* start Text to read *
3 Reading a Dead Program
How do you recover a method from a program you cannot read? You have a sealed box. It takes data in and puts a sorted table out, reliably, every time. Somewhere inside are the rules, but the box will not open. This chapter is about how the rules came out anyway. It is the heart of the project, and it turns on a small piece of luck: the program had been keeping notes, and the notes survived.
3.1 What survived
When COENOS was set aside, four kinds of thing were left behind together.
There was the program itself — the compiled executable, which still ran under an emulator but could not be read. There were a few example datasets, the relevé files COENOS took as input. There were the sorted tables the program had once produced from those datasets, saved as plain text. And there were the program’s restart files: small files COENOS wrote so that a finished, hand-tuned table could be reloaded in an instant rather than re-sorted from scratch.
The first of these — the unreadable executable — is the obstacle. The other three are the opening. Inputs, outputs, and the program’s own saved state: that is more than it sounds.
* end Text to read *
* start Data *
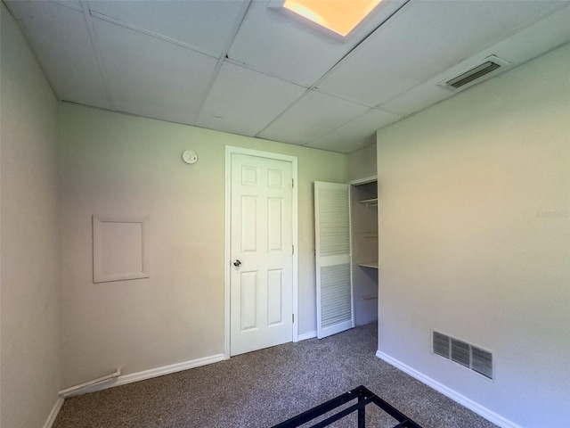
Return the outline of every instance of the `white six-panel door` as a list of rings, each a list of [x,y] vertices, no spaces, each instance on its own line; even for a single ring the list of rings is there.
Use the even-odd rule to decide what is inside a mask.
* end Data *
▸ **Set task 1**:
Answer these questions about the chapter on COENOS:
(a) What does the sealed box put out every time?
(b) In what form were the sorted tables saved?
(c) Which of the things left behind is called the obstacle?
▸ **Set task 2**: Please output the chapter on COENOS unchanged, from "3.1 What survived" to "than it sounds.".
The data above is separate from the chapter on COENOS.

▸ **Exercise response 1**:
(a) A sorted table.
(b) As plain text.
(c) The compiled executable, which could not be read.

▸ **Exercise response 2**:
3.1 What survived
When COENOS was set aside, four kinds of thing were left behind together.
There was the program itself — the compiled executable, which still ran under an emulator but could not be read. There were a few example datasets, the relevé files COENOS took as input. There were the sorted tables the program had once produced from those datasets, saved as plain text. And there were the program’s restart files: small files COENOS wrote so that a finished, hand-tuned table could be reloaded in an instant rather than re-sorted from scratch.
The first of these — the unreadable executable — is the obstacle. The other three are the opening. Inputs, outputs, and the program’s own saved state: that is more than it sounds.